"""

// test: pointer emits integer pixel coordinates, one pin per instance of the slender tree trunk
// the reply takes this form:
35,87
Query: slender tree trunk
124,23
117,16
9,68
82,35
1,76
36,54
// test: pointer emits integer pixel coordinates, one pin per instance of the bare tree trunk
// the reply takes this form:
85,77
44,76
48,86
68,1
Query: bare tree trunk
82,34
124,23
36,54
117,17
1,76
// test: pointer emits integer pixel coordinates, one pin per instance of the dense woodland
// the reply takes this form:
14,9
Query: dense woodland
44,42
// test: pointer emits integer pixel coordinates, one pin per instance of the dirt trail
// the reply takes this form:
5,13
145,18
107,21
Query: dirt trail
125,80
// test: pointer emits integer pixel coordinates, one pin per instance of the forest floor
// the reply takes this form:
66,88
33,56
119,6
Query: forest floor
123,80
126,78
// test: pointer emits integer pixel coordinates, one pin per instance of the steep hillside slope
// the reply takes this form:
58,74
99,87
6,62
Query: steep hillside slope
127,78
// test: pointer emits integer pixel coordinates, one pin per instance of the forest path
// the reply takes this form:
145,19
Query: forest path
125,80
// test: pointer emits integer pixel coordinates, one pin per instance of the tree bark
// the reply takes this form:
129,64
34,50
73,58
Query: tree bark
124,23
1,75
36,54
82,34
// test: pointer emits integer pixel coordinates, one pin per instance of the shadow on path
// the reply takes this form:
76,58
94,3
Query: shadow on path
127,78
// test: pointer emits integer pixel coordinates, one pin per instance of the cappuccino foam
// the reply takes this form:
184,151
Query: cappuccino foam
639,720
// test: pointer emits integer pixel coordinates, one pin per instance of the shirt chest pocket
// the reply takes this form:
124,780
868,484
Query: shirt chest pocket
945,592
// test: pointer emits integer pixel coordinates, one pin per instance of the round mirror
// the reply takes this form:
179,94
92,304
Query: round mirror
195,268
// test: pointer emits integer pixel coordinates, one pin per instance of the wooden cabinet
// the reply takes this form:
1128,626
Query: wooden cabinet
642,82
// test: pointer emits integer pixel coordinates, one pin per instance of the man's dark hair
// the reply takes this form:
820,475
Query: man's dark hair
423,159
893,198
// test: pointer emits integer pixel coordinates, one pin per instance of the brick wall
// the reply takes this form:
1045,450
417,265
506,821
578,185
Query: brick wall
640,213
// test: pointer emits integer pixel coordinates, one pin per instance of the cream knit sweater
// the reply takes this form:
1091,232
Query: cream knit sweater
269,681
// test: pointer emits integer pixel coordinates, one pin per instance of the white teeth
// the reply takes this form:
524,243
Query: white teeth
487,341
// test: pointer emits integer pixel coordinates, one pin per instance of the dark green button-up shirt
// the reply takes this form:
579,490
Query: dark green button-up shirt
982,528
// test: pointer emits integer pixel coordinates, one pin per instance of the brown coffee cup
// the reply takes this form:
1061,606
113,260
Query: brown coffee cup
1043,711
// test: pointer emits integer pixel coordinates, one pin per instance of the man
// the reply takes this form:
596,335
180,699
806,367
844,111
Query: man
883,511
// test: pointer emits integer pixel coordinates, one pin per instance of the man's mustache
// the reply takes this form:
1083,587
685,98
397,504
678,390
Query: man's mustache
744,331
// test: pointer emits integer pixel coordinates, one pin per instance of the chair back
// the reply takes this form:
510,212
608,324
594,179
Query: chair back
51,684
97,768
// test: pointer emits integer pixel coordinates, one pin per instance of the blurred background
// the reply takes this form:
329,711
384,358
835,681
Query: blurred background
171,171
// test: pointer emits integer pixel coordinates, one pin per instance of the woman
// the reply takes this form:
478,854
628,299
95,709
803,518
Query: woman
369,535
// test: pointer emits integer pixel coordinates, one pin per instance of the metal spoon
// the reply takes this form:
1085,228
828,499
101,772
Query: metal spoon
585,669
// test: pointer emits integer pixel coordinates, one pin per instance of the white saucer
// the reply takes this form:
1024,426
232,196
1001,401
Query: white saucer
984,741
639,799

"""

▸ Objective: Extract the data in full. Keep it word for word.

▸ Finished answer:
// test: pointer emits integer pixel coordinates, one pin per instance of the slender tree trunk
// the reply takes this form:
35,87
Query: slender tree trunk
124,23
117,16
9,68
82,35
1,76
36,54
// test: pointer emits integer pixel coordinates, one pin per instance of the bare tree trunk
// the reply takes this form:
85,77
44,76
48,86
68,1
Query: bare tree trunk
82,34
124,23
36,54
117,17
1,76
// test: pointer emits integer pixel coordinates, one pin per instance of the dense woodland
// the reply takes this form:
14,9
Query: dense woodland
44,42
// test: pointer emits integer pixel coordinates, one pin per instance of the dirt trail
// the reply takes this form:
5,13
145,18
107,21
Query: dirt trail
125,80
// test: pointer emits integer pixel coordinates, one pin per instance of the forest floor
// the reply takes this form:
66,88
33,56
119,6
Query: forest floor
123,80
126,78
// test: pointer emits integer pixel coordinates, one pin per instance of the steep hillside slope
// the reply takes this form:
58,74
99,87
6,62
Query: steep hillside slope
127,78
// test: pointer emits integer pixel coordinates, one pin per instance of the forest path
// the reply takes this form:
145,19
Query: forest path
125,80
// test: pointer emits integer pixel coordinates, one pin per instance of the tree bark
// the reply takes this form:
129,64
34,50
73,58
Query: tree bark
124,23
1,75
36,54
82,34
// test: pointer emits integer pixel coordinates, one pin per instance of the shadow on path
// the reply takes this form:
76,58
94,3
Query: shadow on path
127,78
// test: pointer emits integer pixel coordinates, one pin per instance of the cappuccino foam
// the reply takes this form:
184,151
Query: cappuccino foam
639,720
// test: pointer emits integer pixel coordinates, one pin per instance of the shirt chest pocket
// the reply takes this form:
124,780
868,484
Query: shirt chest pocket
945,592
// test: pointer emits integer pixel coordinates, one pin per instance of the round mirror
// the reply takes this form:
179,94
92,304
Query: round mirror
195,268
// test: pointer emits integer pixel coordinates, one pin per instance of the wooden cabinet
// the reply takes this form:
1128,626
Query: wooden cabinet
642,82
// test: pointer emits integer pixel coordinates, one pin per instance of the man's dark hair
// the reply takes this form:
820,475
Query: man's dark hair
423,159
893,198
// test: pointer emits integer pixel coordinates, one pin per instance of the brick wall
// the reply takes this form:
1045,450
417,265
506,821
578,185
Query: brick wall
640,213
// test: pointer emits integer pixel coordinates, one pin per instance of the cream knit sweater
// the reply takes this form:
1091,232
Query: cream knit sweater
269,681
// test: pointer emits integer pixel coordinates, one pin per instance of the white teeth
// the reply takes this form:
524,243
Query: white teeth
487,341
// test: pointer emits integer pixel coordinates, one pin per instance of the dark green button-up shirt
// the reply takes this form:
579,490
Query: dark green button-up shirt
982,528
// test: pointer emits integer pixel coordinates, one pin per instance of the brown coffee cup
// the reply takes this form:
1061,606
113,260
Query: brown coffee cup
1043,711
// test: pointer emits integer pixel coordinates, one pin per instance of the man
// the reply takes this form:
596,335
180,699
806,367
844,111
Query: man
883,511
// test: pointer emits integer pixel coordinates, one pin per instance of the man's mustache
// the reply takes this form:
1083,587
685,98
397,504
678,390
Query: man's mustache
744,331
// test: pointer emits integer pixel coordinates, one pin per instance of the chair back
// the reply takes this form:
510,212
608,324
594,179
Query: chair back
51,684
97,768
// test: pointer emits integer pixel coordinates, one pin per instance of the blurred background
// the reply takes this form:
329,711
384,358
835,681
Query: blurred background
171,171
// test: pointer emits integer pixel coordinates, one pin per instance of the woman
// the reply takes this form:
478,854
628,299
95,709
803,518
Query: woman
369,535
// test: pointer emits integer pixel coordinates, one pin per instance of the metal spoon
// the reply takes this form:
1085,228
828,499
101,772
Query: metal spoon
585,669
// test: pointer emits integer pixel coordinates, one pin per instance of the white saucer
// the reply takes this form:
1024,426
232,196
1001,401
Query: white saucer
984,741
639,799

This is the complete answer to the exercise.